## PROBLEM DETAILS
Copy the line with "Target: bathroom doorway" and all lines following it through the last line of the entries, exactly as written.

[Referring expression data]
+ + + + +
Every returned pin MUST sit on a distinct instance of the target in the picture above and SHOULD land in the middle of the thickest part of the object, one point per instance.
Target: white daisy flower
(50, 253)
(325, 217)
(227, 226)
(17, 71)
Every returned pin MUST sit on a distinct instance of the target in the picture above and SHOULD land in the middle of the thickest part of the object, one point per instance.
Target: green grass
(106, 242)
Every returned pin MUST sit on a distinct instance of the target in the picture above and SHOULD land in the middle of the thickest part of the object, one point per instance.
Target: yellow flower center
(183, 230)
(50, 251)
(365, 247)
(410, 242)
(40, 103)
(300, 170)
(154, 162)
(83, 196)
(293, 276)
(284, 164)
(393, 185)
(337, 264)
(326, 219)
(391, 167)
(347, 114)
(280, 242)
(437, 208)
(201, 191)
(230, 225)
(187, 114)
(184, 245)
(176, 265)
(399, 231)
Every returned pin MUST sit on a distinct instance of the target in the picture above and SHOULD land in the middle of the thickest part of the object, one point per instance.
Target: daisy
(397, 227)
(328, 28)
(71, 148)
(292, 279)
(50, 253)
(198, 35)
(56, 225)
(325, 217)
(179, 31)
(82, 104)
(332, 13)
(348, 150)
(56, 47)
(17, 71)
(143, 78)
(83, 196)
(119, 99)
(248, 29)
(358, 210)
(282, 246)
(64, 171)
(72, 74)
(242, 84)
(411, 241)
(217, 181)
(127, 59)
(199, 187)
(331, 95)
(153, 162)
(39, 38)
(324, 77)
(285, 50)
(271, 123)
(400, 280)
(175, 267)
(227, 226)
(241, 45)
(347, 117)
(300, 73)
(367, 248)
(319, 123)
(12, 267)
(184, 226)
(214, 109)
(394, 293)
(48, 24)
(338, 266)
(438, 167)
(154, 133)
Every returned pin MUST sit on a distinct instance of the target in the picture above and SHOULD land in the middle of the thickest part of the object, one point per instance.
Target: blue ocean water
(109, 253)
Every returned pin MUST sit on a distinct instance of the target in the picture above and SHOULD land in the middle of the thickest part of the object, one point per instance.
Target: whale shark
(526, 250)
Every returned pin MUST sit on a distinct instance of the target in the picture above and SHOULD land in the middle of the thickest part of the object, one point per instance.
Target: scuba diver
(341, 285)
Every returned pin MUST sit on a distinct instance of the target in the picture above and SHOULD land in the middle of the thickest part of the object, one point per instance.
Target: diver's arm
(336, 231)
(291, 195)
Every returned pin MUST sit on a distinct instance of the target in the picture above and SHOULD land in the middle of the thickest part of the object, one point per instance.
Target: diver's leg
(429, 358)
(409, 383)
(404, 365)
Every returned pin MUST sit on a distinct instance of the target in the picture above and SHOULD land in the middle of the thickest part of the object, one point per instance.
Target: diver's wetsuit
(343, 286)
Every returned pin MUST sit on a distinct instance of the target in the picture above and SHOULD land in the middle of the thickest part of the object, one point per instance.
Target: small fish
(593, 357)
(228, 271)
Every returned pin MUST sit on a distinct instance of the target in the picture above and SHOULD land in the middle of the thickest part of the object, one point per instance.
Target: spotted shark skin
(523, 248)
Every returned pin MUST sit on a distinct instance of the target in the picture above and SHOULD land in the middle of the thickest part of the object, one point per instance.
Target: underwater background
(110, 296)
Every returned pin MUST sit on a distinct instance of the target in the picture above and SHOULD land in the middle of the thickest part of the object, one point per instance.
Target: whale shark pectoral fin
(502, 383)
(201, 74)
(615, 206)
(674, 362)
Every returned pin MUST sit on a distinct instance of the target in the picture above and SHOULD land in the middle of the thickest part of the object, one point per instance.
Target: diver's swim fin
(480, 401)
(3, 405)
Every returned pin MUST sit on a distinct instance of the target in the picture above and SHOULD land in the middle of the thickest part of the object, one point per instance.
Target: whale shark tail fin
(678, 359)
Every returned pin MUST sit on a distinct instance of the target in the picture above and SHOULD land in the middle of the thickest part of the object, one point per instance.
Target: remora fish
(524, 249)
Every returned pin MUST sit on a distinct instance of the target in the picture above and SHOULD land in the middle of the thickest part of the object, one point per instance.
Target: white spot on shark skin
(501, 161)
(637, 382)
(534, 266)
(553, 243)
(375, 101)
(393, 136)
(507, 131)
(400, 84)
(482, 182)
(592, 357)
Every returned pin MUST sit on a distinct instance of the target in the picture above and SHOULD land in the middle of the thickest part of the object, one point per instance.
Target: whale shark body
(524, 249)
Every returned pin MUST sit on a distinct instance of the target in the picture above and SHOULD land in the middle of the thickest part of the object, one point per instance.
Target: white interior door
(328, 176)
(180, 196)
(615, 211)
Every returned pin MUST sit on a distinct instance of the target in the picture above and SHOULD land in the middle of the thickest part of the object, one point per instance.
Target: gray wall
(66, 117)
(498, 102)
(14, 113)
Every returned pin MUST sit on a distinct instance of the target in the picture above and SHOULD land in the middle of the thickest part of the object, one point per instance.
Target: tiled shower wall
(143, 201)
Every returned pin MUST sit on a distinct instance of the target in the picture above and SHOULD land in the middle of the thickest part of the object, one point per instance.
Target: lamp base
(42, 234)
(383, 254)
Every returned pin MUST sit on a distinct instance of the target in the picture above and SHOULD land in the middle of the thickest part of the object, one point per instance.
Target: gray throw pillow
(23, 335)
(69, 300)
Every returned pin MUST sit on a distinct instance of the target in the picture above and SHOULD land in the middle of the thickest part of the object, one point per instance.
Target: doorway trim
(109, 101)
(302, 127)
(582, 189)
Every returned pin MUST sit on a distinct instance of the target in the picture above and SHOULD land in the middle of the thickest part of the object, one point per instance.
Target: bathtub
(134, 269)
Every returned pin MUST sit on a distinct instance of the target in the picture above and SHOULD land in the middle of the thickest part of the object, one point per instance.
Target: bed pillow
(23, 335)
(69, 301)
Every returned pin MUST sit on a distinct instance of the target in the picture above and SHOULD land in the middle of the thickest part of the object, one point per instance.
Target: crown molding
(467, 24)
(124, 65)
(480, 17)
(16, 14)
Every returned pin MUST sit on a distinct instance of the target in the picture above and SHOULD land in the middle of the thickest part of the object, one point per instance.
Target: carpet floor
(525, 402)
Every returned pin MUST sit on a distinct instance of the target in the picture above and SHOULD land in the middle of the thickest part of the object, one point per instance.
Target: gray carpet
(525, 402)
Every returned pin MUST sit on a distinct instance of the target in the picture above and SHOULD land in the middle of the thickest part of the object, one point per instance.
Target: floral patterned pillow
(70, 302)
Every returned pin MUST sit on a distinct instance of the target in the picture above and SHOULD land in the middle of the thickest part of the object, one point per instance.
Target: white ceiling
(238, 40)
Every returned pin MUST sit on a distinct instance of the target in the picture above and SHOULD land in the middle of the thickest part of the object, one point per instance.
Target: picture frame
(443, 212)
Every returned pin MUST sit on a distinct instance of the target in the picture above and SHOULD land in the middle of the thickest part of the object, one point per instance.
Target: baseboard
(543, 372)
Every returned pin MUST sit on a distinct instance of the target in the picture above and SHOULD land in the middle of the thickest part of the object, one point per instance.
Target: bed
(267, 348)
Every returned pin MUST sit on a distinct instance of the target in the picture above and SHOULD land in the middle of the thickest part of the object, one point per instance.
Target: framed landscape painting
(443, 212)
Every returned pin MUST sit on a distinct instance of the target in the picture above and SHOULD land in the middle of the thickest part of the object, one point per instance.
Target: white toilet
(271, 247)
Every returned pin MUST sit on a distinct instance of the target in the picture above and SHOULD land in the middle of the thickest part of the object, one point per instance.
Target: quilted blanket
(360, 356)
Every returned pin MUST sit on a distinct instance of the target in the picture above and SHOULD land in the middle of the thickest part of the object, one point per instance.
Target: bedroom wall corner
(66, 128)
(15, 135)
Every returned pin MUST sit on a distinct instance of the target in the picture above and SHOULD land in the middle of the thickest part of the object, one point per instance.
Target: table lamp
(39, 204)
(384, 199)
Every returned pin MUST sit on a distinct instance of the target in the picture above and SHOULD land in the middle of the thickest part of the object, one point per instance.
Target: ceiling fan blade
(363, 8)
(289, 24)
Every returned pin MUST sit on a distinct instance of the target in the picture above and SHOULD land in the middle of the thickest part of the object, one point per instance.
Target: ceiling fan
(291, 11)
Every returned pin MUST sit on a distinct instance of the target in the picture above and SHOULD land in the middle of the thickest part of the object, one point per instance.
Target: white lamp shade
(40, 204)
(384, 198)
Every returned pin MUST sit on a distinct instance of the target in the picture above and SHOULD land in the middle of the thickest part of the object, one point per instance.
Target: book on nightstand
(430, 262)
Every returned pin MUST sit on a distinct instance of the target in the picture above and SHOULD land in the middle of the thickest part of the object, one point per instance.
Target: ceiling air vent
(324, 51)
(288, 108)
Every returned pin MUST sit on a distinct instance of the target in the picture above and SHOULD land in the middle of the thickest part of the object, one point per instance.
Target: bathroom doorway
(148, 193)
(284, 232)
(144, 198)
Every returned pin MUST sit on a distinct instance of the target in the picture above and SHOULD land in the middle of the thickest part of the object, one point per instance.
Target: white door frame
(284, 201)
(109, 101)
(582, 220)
+ + + + +
## RESPONSE BOX
Target: bathroom doorway
(148, 193)
(284, 232)
(144, 198)
Every returned pin MUST sit on a distinct instance of the target in the picture above and SHOULD land in the middle of the thickest part of the object, one point per instance.
Target: white door frame
(284, 201)
(109, 101)
(582, 220)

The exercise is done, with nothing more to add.